**STATED TASK**
Transcribe the passage below on Brecht's Puntila verbatim, beginning at the words "The tragic element" and stopping after the words "of human goodness.".

In Puntila the permanent and tragic failure to realize one’s human potential appear as Puntila’s failure to break through the wail of human isolation to a friendship outside and beyond the barriers of class and status. Puntila woos his chauffeur Matti and craves for his friendship. He fails because the walls of class interest prove to be the true condition of man. When Puntila is sober he is a class snob and exploiter, and the thought of friendship with his chauffeur appears absurd to him. Conversely, too, to Matti’s class-conscious rationality the intoxicated Puntila’s romantic enthusiasms appear unreal and ridiculous. The practical impossibility, the purely romantic and imaginary nature, of the master’s wish for human fraternity and unconditioned love, is shown most vividly when Puntila seeks to marry his daughter Eva to Matti. Eva, though romantically in love with the chauffeur, could never be a good and useful wife to him because her class education and background have made her incapable of performing the chores which the wife of a working man has to perform.
The tragic element in Brecht’s plays seems to be brought about by social circumstances. The plays imply the possibility of a non-tragic world, which a fundamental change of circumstances might attain. Brecht found Marxist Communism to be the instrument of such a change. Puntila ends with Matti’s refusal to have any dealing with the ruling class. Only the elimination of the class society can provide the foundation for genuinely human relationships. Here seems to lie the clear Brechtian answer to the tragic split between human aspirations and circumstances. The revolution will achieve the dream of human goodness.

**DATA EXTRACT**
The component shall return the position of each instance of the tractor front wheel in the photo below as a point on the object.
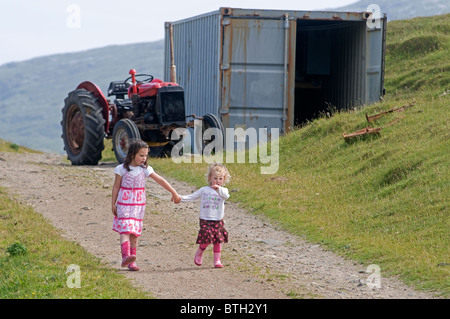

**FINAL RESULT**
The tragic element in Brecht’s plays seems to be brought about by social circumstances. The plays imply the possibility of a non-tragic world, which a fundamental change of circumstances might attain. Brecht found Marxist Communism to be the instrument of such a change. Puntila ends with Matti’s refusal to have any dealing with the ruling class. Only the elimination of the class society can provide the foundation for genuinely human relationships. Here seems to lie the clear Brechtian answer to the tragic split between human aspirations and circumstances. The revolution will achieve the dream of human goodness.